● **MATERIALS PROVIDED**:
________________________
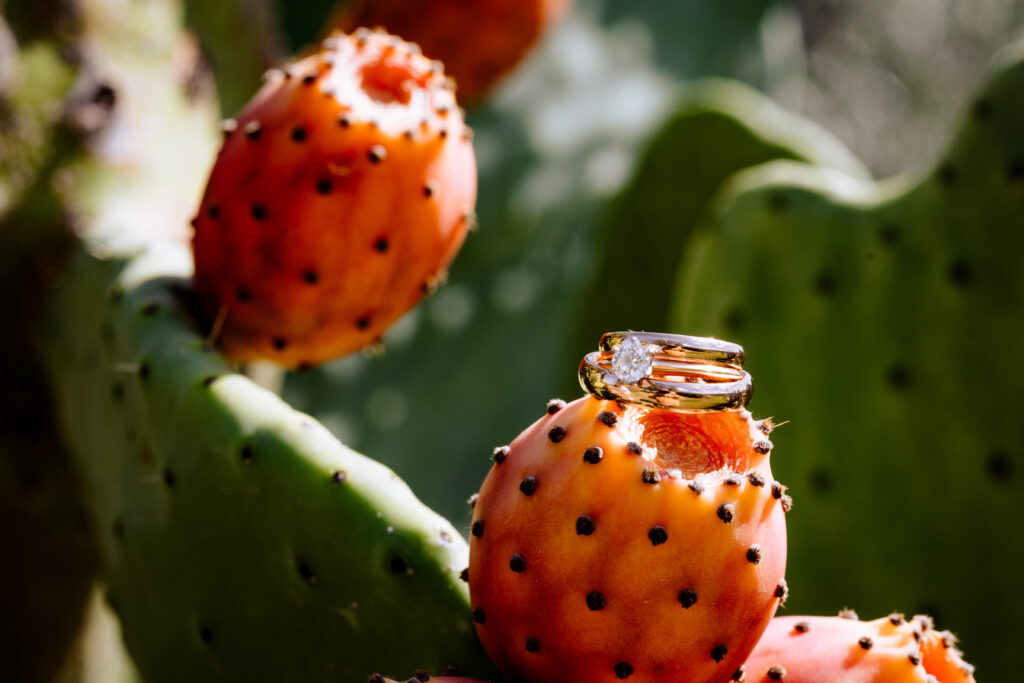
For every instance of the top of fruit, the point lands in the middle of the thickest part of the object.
(379, 79)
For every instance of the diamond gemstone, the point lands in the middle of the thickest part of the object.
(631, 361)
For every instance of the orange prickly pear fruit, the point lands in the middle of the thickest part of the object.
(421, 677)
(341, 194)
(812, 649)
(611, 541)
(478, 41)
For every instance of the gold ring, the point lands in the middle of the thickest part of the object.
(676, 372)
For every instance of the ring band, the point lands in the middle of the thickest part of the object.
(675, 372)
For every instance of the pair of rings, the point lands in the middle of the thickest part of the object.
(675, 372)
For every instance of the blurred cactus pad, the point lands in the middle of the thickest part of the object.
(884, 321)
(241, 535)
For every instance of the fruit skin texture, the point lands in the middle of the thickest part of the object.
(589, 570)
(812, 649)
(342, 193)
(862, 300)
(432, 679)
(478, 42)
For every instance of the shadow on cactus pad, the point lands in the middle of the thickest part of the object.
(242, 541)
(885, 322)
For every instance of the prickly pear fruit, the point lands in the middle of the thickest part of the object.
(616, 541)
(477, 41)
(423, 677)
(811, 649)
(341, 194)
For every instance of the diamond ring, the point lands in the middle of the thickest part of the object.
(675, 372)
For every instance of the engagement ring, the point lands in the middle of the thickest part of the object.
(675, 372)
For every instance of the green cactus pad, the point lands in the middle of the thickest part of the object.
(885, 321)
(242, 541)
(719, 128)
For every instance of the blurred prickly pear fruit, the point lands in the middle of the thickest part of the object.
(872, 295)
(613, 541)
(341, 194)
(421, 677)
(478, 41)
(812, 649)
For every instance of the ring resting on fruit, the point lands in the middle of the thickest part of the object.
(614, 541)
(676, 372)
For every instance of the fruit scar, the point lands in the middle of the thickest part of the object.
(812, 649)
(614, 542)
(478, 42)
(341, 194)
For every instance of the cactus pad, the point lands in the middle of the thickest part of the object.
(243, 542)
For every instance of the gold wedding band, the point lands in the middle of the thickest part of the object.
(675, 372)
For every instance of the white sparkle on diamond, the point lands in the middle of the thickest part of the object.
(631, 361)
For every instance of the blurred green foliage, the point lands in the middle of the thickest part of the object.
(884, 321)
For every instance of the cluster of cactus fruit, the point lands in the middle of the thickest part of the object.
(608, 542)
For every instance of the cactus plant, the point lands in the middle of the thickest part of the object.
(718, 128)
(233, 517)
(340, 196)
(225, 519)
(887, 318)
(893, 649)
(603, 527)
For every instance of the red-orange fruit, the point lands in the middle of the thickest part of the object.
(814, 649)
(341, 194)
(423, 678)
(614, 543)
(478, 41)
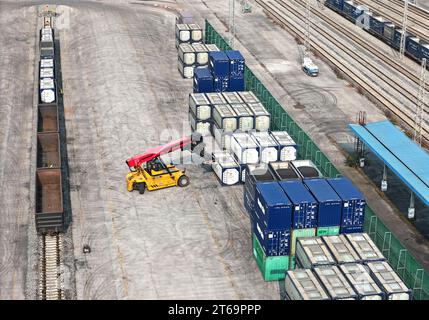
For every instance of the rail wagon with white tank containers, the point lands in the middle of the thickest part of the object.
(302, 284)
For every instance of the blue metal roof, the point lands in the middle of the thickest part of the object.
(402, 155)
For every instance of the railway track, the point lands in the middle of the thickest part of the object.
(282, 13)
(50, 267)
(421, 22)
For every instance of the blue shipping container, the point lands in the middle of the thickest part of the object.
(273, 207)
(274, 243)
(236, 84)
(220, 84)
(203, 80)
(304, 205)
(353, 211)
(413, 47)
(329, 209)
(219, 63)
(352, 229)
(236, 64)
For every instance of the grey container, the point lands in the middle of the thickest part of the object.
(307, 169)
(187, 54)
(186, 71)
(212, 47)
(232, 97)
(268, 147)
(201, 54)
(196, 32)
(201, 126)
(244, 148)
(225, 117)
(216, 98)
(361, 281)
(365, 247)
(248, 97)
(312, 252)
(262, 116)
(335, 283)
(341, 249)
(284, 171)
(287, 146)
(302, 284)
(200, 106)
(245, 118)
(183, 33)
(387, 279)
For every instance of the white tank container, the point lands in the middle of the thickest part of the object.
(212, 47)
(183, 33)
(47, 83)
(225, 117)
(287, 146)
(301, 284)
(226, 168)
(365, 247)
(47, 63)
(47, 96)
(46, 73)
(216, 98)
(186, 71)
(262, 116)
(334, 283)
(187, 54)
(232, 97)
(341, 249)
(267, 146)
(387, 279)
(312, 252)
(196, 32)
(200, 106)
(248, 97)
(361, 281)
(200, 126)
(244, 148)
(222, 138)
(201, 54)
(245, 118)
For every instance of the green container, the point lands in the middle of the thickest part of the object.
(300, 233)
(328, 231)
(272, 268)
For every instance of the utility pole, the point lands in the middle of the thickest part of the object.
(404, 30)
(231, 27)
(420, 108)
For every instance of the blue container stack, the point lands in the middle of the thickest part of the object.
(353, 205)
(227, 73)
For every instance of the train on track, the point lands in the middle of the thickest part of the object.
(380, 27)
(50, 215)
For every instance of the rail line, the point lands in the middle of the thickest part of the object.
(276, 10)
(422, 34)
(50, 267)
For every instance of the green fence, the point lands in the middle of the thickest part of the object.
(401, 260)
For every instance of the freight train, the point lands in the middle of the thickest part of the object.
(381, 28)
(50, 215)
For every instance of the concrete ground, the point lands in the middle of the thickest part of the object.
(122, 95)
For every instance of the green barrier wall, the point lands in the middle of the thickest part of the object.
(401, 260)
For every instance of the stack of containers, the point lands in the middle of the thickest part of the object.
(226, 69)
(304, 213)
(353, 205)
(329, 209)
(271, 225)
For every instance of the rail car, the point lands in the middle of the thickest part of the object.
(378, 26)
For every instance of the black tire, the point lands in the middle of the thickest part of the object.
(141, 186)
(183, 181)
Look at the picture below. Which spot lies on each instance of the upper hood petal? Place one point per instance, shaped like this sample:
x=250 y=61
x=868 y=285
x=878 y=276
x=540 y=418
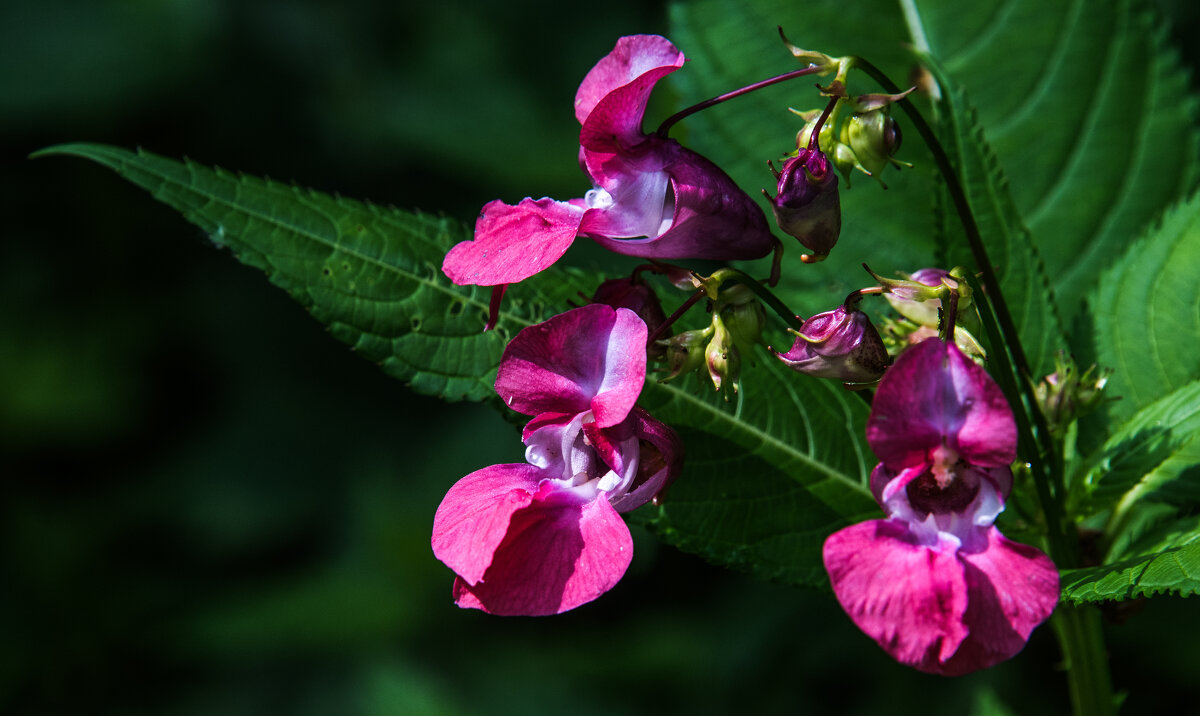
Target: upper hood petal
x=514 y=242
x=592 y=358
x=612 y=97
x=935 y=396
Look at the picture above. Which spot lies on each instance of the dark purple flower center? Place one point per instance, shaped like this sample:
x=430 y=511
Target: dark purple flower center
x=927 y=494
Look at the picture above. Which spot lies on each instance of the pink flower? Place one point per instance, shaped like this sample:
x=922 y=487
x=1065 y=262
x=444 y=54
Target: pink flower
x=651 y=197
x=936 y=584
x=545 y=536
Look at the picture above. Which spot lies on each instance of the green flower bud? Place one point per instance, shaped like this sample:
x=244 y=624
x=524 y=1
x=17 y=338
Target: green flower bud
x=724 y=359
x=685 y=352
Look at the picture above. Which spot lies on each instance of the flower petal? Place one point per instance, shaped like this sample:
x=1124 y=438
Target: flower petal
x=659 y=462
x=909 y=597
x=709 y=216
x=934 y=396
x=558 y=554
x=514 y=242
x=473 y=518
x=1013 y=588
x=611 y=98
x=592 y=358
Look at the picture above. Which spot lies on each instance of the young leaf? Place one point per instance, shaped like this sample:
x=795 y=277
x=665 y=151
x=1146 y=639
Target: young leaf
x=1147 y=328
x=372 y=275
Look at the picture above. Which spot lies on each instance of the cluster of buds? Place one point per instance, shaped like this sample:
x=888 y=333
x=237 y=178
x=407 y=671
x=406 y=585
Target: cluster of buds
x=807 y=204
x=922 y=299
x=867 y=140
x=720 y=347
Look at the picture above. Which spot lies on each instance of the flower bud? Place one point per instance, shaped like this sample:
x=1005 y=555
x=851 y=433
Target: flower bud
x=840 y=344
x=743 y=316
x=807 y=204
x=875 y=137
x=685 y=352
x=1065 y=395
x=724 y=359
x=919 y=296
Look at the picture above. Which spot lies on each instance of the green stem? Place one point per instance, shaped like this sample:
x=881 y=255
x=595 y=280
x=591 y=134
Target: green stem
x=1078 y=629
x=1081 y=639
x=1035 y=435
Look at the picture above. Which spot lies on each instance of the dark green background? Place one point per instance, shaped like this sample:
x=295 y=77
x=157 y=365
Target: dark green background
x=213 y=507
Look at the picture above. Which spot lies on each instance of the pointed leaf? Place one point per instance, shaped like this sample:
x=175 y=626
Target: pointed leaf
x=1152 y=456
x=765 y=486
x=1165 y=561
x=1087 y=112
x=1147 y=326
x=762 y=487
x=1018 y=263
x=372 y=275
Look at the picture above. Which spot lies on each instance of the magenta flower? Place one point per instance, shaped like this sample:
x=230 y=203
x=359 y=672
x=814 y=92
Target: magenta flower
x=936 y=584
x=546 y=536
x=651 y=197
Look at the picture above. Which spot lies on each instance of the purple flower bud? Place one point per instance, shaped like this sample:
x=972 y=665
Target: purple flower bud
________________________
● **WORK INSTRUCTIONS**:
In the listing above, find the line containing "x=1124 y=438" and the line containing "x=851 y=433", then quote both, plus every line between them, exactly as written.

● **SOLUTION**:
x=1124 y=438
Target: flower petal
x=659 y=462
x=909 y=597
x=709 y=216
x=934 y=396
x=558 y=554
x=514 y=242
x=473 y=518
x=1013 y=588
x=611 y=98
x=592 y=358
Look at the picture above. Which spot lies on each instance of the young leaf? Place one point per instance, shaped like this sample:
x=795 y=277
x=665 y=151
x=1146 y=639
Target: young leaf
x=1147 y=328
x=372 y=275
Look at the picture above. Which spot lies on each instance of the cluster of buds? Place one point per instance, shaped like this sample:
x=888 y=333
x=237 y=178
x=407 y=671
x=406 y=585
Target: cluster of buds
x=807 y=204
x=922 y=299
x=867 y=140
x=720 y=347
Look at the picture above. Which spot lies on each instance of the flower bud? Place one point per instance, shaped like this sample:
x=1005 y=555
x=851 y=433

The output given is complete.